**Aim of the task**. Output the data word for word, dropping every image.

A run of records
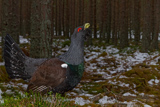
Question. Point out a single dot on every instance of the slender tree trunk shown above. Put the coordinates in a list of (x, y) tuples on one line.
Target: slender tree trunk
[(35, 50), (45, 32), (136, 23), (154, 43), (108, 21), (146, 38), (123, 24), (95, 18)]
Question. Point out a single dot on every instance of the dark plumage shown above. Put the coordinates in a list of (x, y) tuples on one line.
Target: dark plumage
[(58, 74)]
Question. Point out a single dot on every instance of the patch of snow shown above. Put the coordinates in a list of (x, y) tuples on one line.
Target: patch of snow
[(153, 81), (128, 94), (122, 76), (23, 40), (81, 101), (25, 86), (1, 63), (146, 105), (107, 100), (123, 84), (9, 92)]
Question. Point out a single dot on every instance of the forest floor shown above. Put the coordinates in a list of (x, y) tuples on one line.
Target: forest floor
[(112, 78)]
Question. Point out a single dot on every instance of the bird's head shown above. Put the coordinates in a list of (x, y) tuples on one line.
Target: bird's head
[(81, 33)]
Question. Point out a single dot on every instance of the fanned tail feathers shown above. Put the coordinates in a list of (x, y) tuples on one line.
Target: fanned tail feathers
[(14, 59)]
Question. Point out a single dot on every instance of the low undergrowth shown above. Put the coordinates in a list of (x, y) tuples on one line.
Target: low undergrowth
[(35, 100)]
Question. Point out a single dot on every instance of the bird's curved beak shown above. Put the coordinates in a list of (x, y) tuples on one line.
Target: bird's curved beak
[(86, 25)]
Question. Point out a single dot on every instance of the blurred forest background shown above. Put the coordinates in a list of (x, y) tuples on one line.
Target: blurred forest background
[(118, 22)]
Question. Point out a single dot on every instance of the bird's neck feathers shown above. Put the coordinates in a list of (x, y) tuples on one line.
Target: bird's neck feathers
[(75, 53)]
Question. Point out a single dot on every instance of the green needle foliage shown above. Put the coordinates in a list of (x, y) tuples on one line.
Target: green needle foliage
[(35, 100)]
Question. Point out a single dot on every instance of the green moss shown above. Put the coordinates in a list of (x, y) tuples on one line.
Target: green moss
[(65, 43)]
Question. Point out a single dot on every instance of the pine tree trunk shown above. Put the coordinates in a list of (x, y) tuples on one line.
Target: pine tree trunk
[(45, 29), (123, 24), (156, 24), (146, 38), (35, 50), (136, 21), (15, 22)]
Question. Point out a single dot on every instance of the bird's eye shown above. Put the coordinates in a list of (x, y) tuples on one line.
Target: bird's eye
[(79, 29)]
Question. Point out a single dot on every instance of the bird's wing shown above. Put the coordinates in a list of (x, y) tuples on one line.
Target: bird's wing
[(49, 74)]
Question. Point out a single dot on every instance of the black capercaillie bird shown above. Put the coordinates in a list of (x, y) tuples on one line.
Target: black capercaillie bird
[(58, 75)]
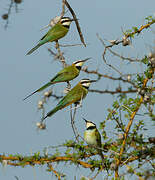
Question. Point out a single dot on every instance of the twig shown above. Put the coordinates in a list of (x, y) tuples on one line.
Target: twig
[(60, 54), (118, 161), (76, 22), (73, 122), (112, 92)]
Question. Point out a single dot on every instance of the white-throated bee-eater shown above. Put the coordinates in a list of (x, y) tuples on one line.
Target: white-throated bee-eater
[(93, 138), (75, 95), (57, 32), (65, 75)]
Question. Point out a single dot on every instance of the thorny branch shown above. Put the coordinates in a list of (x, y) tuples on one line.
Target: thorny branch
[(118, 161), (76, 22)]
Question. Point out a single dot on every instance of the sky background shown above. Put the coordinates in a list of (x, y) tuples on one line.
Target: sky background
[(21, 74)]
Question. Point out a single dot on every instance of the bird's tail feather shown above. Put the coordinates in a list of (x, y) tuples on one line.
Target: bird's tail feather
[(33, 49), (103, 160), (53, 111), (38, 90)]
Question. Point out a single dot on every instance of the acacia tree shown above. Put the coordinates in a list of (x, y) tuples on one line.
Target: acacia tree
[(129, 153)]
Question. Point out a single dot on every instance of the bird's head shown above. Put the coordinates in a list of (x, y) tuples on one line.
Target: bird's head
[(89, 124), (66, 21), (86, 83), (78, 64)]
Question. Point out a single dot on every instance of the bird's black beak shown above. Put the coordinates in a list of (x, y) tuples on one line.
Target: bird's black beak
[(93, 81), (85, 120), (84, 60), (73, 19)]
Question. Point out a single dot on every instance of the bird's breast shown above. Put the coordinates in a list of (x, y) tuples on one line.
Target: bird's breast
[(90, 137)]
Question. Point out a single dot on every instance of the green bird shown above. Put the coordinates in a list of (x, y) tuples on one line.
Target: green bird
[(93, 138), (65, 75), (57, 32), (75, 95)]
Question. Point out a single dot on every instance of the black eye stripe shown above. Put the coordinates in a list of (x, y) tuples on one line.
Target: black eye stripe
[(63, 21), (91, 127)]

**Solution for this task**.
Question. Point out a single dot on every instance of the slender tree trunk shown above. Put the coordinates in a list of (x, y) tuples on one line.
Target: slender tree trunk
[(35, 50), (45, 32), (136, 23), (154, 43), (108, 21), (146, 38), (123, 24), (95, 18)]
Question. Point out a single dot on every instance of the dark plumage shown above. Put the coordinates in a list of (x, y) tuples on one line.
Target: dark plumage
[(58, 74)]
Question. Point out a single dot on every instance of the patch of snow shown above. Put the coordinates in a list of (x, y) tuples on one line.
Target: patch of snow
[(153, 81), (128, 94), (122, 76), (23, 40), (81, 101), (25, 86), (1, 63), (146, 105), (107, 100), (123, 84), (9, 92)]
Question. Point out a single dot on every instance of the forest floor shown above. Put the coordinates in a list of (x, y) tuples on one line.
Target: forest floor
[(112, 78)]
Question. Point out a single dot on every instance of the bird's head shown above. Put the coordinates in a list of (x, y) tuples on one line.
Target: bird's head
[(81, 33)]
Question. Point out a single dot on every instance of the fanned tail feathers shown above. Put the coordinates in a list of (x, y) tuples on one line.
Target: fanned tail feathers
[(14, 59)]
Question. Point out a single dot on every instance of the low undergrowth shown above. Put the coordinates in a list of (x, y) tuples on one line.
Target: low undergrowth
[(35, 100)]
Question. Point out a single dot on every instance of the bird's curved beak shown above. Put the coordinates in a list of (x, y) tuples on one line.
Target: bird's curved beak
[(86, 25)]
Question. Point out a single dot on every instance of the blurred forest background shown above. Put the coordinates in a list of (x, y) tuples on one line.
Target: blurred forest background
[(118, 22)]
Question. Point out a single dot on every instance of the bird's neck feathers shown above. Put the coordinates in a list of (x, y) tuples on one line.
Target: bird's neck feathers
[(75, 53)]
Question. Point out a single dot on every instance of the green needle foliage shown above. Put the coordinates in a list of (x, y) tuples on one line.
Target: green needle foliage
[(35, 100)]
Question. Point out a single dot on every instance of the green moss shown above. Put the coordinates in a list of (x, y) tuples on one line.
Target: green moss
[(65, 43)]
Question. Point out a single dot on every instance of the pine tree trunk shown above. Put the coordinates in a list of (x, y) tuples on one line.
Target: pine tree trunk
[(45, 29), (123, 24), (156, 24), (146, 38), (35, 50), (136, 21), (15, 22)]
Question. Point out a single dot on every instance of the bird's eye shown above. Put the coordinates in a list of (x, y) tuples on one line.
Target: bird's eye
[(79, 29)]
Question. Point out a single dot on every instance of the bird's wing shown above. Put the coordinates in a list of (x, y) tuples on one line.
Target: bird's wing
[(49, 74)]
Question. Point out a single dot on every instance of the black capercaillie bird shown above. Put the coordinates in a list of (x, y) tuples on one line.
Target: black capercaillie bird
[(58, 75)]
Question. Point out a single dot on every instance of the twig shown above. Put the coordinates in a list of (x, y) tuples on one line.
Target: twig
[(60, 54), (118, 161), (76, 22), (73, 122), (112, 92)]
Question. Point out a single dot on every instance of the white-throated bee-eater shown above. Put the coordinates in a list of (x, y) tuples on one line.
Target: white-throated bee-eater
[(93, 138), (75, 95), (57, 32), (65, 75)]
Question. Point out a single dot on every instance of the thorny branch shown above. Put the coordinates in a list of (x, y) tuples on one line.
Target: thorny branch
[(118, 161), (76, 22)]
Question. Point out a single dot on every instance of the sky background shown above. Put the coordinates in a list of (x, y) tuples on one line.
Target: sky background
[(21, 74)]
Question. Point out a single dot on every instance of the bird's tail feather shown above. Put the coordinates in a list of (x, y) tuples on one line.
Target: bird's tail feather
[(33, 49), (103, 160), (53, 111), (38, 90)]
Question. Point out a single dot on every instance of the acacia tree shown above. Put the coordinates in a list of (x, y) tuples on one line.
Target: acacia tree
[(129, 153)]
Question. Point out a single dot on every instance of the bird's head shown above. Put the coordinates in a list of (x, y) tuples on one line.
Target: bird's head
[(89, 124), (66, 21), (86, 83), (78, 64)]
Question. Point out a single dot on every instance of the bird's black beak shown above. Put the coordinates in a list of (x, y) tuples on one line.
Target: bird's black beak
[(93, 81), (85, 120), (84, 60), (73, 19)]
Question. Point out a single dot on every instance of the bird's breast shown above. Put the coordinates in a list of (x, y) tuples on one line.
Target: bird's breast
[(90, 137)]
Question. Point out a single dot on every instance of the green bird shown above. Put the coordinates in a list of (x, y) tuples on one line.
Target: green bird
[(93, 138), (65, 75), (57, 32), (75, 95)]
Question. Point out a single dot on every instance of the black eye stripe shown above. Put the coordinates in a list of (x, y) tuples on one line.
Target: black eye stripe
[(63, 21), (91, 127)]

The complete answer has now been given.